WHAT IS BEING ASKED>
From the line containing "Expected behaviour: a marker sits on the framed" to the last line of the records, please reproduce every line exactly and nothing more.

[Stored data entries]
[Start of section]
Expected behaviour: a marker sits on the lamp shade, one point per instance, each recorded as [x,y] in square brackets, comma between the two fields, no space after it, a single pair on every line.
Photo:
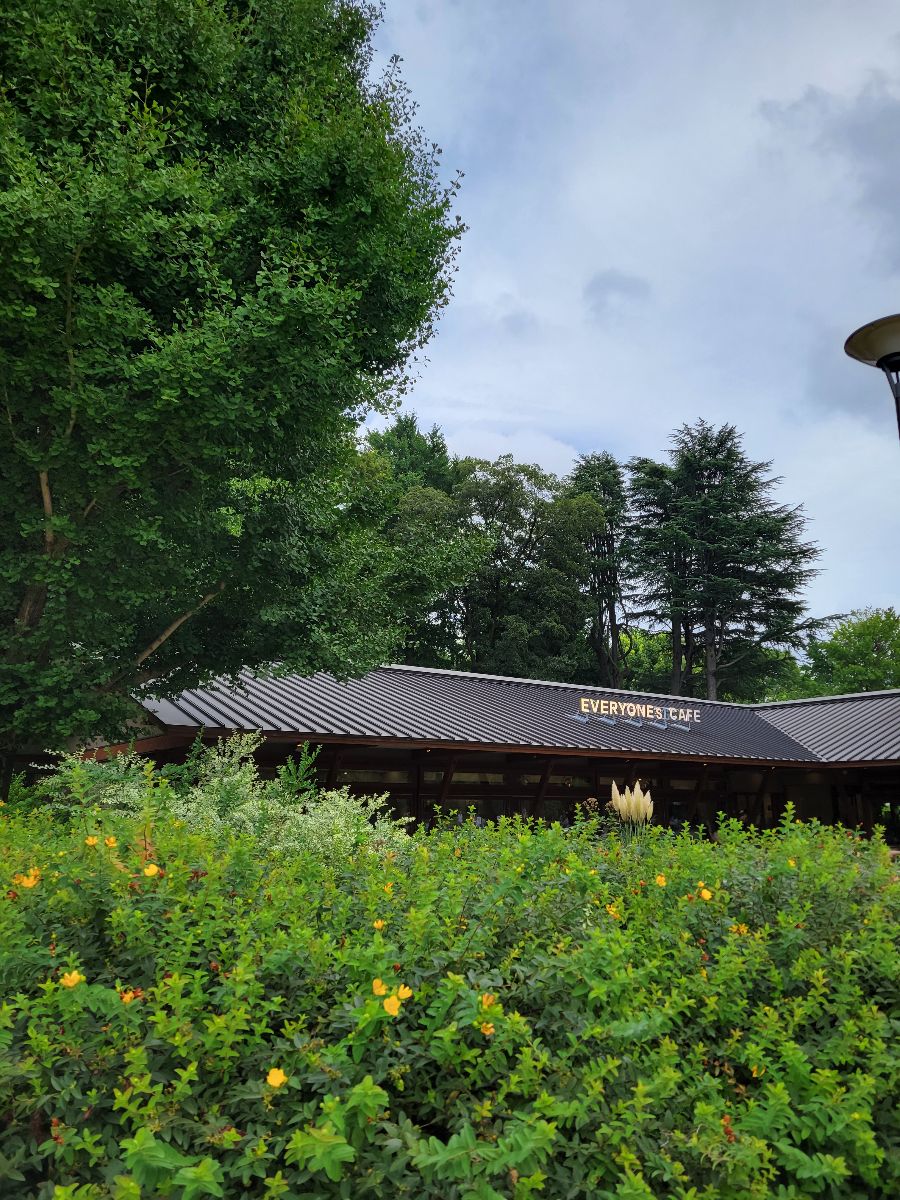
[876,341]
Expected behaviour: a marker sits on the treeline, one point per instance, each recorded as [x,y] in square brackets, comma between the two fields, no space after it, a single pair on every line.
[683,575]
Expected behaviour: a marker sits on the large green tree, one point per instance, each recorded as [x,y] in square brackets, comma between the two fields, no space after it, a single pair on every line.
[724,563]
[859,652]
[219,245]
[599,478]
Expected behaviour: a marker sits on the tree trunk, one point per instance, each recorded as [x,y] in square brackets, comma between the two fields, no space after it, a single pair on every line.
[615,649]
[676,655]
[712,660]
[7,769]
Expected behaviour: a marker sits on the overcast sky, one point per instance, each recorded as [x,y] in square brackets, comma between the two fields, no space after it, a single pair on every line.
[677,209]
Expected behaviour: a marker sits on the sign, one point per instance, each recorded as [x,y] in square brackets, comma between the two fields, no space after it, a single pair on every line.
[591,706]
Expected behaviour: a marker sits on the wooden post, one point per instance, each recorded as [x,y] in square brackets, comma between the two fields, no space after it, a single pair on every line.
[543,785]
[759,811]
[447,780]
[331,778]
[417,809]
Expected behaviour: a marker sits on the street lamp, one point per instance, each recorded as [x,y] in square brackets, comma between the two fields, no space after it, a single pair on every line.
[877,345]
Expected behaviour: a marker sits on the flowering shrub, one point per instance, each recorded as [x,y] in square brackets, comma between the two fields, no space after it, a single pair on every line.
[501,1012]
[219,791]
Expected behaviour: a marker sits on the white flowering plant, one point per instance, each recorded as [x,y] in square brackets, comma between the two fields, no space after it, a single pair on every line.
[219,791]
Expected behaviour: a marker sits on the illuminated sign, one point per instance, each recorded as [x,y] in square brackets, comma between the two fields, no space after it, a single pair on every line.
[591,706]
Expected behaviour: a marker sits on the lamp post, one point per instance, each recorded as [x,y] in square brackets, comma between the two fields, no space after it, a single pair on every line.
[877,345]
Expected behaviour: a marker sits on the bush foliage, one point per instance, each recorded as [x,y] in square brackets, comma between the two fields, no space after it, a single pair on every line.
[497,1012]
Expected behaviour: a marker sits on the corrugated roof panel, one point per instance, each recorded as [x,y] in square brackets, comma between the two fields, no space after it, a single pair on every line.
[864,727]
[456,707]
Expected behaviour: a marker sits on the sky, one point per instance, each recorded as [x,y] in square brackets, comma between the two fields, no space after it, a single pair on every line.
[676,209]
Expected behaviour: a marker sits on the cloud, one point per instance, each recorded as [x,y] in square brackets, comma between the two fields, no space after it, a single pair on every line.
[609,291]
[862,130]
[658,238]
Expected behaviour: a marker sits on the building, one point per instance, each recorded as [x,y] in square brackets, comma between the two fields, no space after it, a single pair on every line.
[508,745]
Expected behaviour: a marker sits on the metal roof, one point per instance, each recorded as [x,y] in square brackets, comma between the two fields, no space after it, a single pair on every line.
[420,705]
[864,727]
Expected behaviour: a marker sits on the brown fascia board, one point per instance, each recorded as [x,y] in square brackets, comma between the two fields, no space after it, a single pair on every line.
[172,741]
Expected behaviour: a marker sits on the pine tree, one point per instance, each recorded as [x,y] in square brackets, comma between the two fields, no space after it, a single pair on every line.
[724,564]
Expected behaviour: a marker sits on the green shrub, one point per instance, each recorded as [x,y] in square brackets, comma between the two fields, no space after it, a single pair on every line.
[509,1011]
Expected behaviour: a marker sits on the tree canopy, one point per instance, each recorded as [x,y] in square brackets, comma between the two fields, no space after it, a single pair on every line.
[220,244]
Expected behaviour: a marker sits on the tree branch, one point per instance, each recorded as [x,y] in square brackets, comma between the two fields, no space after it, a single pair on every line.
[49,538]
[69,339]
[175,625]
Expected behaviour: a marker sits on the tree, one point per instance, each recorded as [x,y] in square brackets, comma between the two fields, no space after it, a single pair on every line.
[859,653]
[725,564]
[599,478]
[415,457]
[661,555]
[219,246]
[519,606]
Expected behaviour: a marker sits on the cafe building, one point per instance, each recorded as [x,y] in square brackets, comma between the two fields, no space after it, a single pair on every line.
[453,741]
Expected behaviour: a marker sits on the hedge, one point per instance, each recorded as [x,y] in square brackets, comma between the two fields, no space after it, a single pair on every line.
[496,1012]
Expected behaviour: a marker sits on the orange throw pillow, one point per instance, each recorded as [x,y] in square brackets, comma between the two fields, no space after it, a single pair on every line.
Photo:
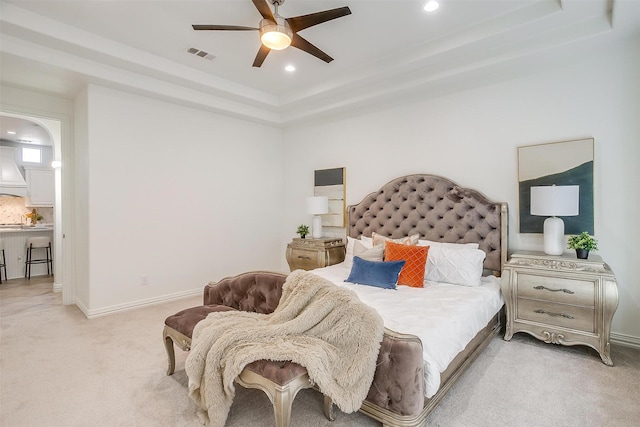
[415,257]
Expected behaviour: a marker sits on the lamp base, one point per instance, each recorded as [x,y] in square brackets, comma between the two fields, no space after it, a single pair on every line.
[553,236]
[316,227]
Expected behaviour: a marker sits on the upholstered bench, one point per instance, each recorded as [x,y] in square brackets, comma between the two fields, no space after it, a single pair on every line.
[257,291]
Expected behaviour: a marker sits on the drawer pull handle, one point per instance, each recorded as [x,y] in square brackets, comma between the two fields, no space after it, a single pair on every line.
[551,313]
[566,291]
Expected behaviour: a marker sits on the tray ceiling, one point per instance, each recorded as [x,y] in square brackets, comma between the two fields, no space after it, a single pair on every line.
[384,50]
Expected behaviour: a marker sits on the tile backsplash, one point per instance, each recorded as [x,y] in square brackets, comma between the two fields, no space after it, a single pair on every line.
[13,210]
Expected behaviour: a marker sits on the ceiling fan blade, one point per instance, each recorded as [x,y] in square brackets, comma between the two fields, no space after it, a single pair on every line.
[261,56]
[264,9]
[298,23]
[304,45]
[222,28]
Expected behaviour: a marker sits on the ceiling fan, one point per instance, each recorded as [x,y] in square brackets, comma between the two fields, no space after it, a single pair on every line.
[278,33]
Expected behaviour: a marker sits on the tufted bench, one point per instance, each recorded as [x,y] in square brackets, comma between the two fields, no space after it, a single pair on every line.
[257,291]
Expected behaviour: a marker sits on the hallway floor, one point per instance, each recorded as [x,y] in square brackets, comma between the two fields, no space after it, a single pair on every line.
[22,295]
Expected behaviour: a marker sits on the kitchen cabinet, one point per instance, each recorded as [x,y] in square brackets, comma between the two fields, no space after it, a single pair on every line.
[40,187]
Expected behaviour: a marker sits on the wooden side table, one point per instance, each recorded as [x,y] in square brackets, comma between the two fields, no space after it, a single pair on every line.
[307,254]
[560,299]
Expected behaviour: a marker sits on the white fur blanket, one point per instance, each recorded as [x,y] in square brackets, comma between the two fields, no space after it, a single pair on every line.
[317,324]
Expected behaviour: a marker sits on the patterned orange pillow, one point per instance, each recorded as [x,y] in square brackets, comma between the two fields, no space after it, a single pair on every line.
[412,274]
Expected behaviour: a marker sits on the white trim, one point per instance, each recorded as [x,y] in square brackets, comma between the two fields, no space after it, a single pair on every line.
[62,250]
[625,340]
[82,307]
[91,314]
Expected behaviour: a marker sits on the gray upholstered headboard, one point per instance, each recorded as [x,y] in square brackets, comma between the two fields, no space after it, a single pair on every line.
[436,208]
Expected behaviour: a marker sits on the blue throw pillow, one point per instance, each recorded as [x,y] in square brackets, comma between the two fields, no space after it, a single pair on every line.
[375,273]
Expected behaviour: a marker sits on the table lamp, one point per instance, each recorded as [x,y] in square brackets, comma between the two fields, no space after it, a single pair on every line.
[317,206]
[554,201]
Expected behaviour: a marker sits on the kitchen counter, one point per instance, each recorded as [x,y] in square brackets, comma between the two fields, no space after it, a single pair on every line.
[14,239]
[24,228]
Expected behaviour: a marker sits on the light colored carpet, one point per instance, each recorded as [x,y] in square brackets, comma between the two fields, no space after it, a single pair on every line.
[59,369]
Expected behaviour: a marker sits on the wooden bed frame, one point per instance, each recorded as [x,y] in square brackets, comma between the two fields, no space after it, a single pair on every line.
[439,210]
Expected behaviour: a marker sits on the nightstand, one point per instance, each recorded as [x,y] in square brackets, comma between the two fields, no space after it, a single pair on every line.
[560,299]
[307,254]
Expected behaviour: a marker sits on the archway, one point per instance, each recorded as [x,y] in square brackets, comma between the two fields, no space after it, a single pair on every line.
[54,128]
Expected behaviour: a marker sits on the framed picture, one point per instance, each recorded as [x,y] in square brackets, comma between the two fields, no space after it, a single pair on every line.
[331,183]
[559,163]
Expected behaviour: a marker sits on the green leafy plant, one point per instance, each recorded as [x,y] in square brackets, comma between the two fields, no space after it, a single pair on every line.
[302,230]
[583,241]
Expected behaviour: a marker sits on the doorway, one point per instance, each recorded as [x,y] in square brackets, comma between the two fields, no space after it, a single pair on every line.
[57,128]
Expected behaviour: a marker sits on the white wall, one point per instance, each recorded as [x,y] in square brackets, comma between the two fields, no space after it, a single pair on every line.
[81,201]
[472,138]
[179,195]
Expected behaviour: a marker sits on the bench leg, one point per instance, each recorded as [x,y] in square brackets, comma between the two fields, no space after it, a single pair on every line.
[End of section]
RESPONSE BOX>
Expected behaviour: a marker sits on the framed picture, one point per instance, each recorded as [x,y] in square brackets, comma between the two fields, no space after it, a single pair on every line.
[331,183]
[559,163]
Expected behaviour: a marker sits on the green leafy plant, one point per instance, each recorded as [x,y] in square brackets, comma between the two fields, no space after it, a single pair on every line.
[302,230]
[583,241]
Expected behaviour: a marker sits on the doorway, one point per instance, each recorded as [x,y] in square brackets, comma between the two fields, no space after it, a single pair on every line.
[57,128]
Expected behaviour: a marker sits on the white wall, one point per instance, each recorded as [x,y] in square brackets, comma between the two fields, no space after it, a single pair on every line.
[81,201]
[472,138]
[179,195]
Expected behaviour: a marker sits on the bench leg, one point per instance, each recorded as [x,y] in square brackets, comma between the two fields, no space after it, a single pair on every line.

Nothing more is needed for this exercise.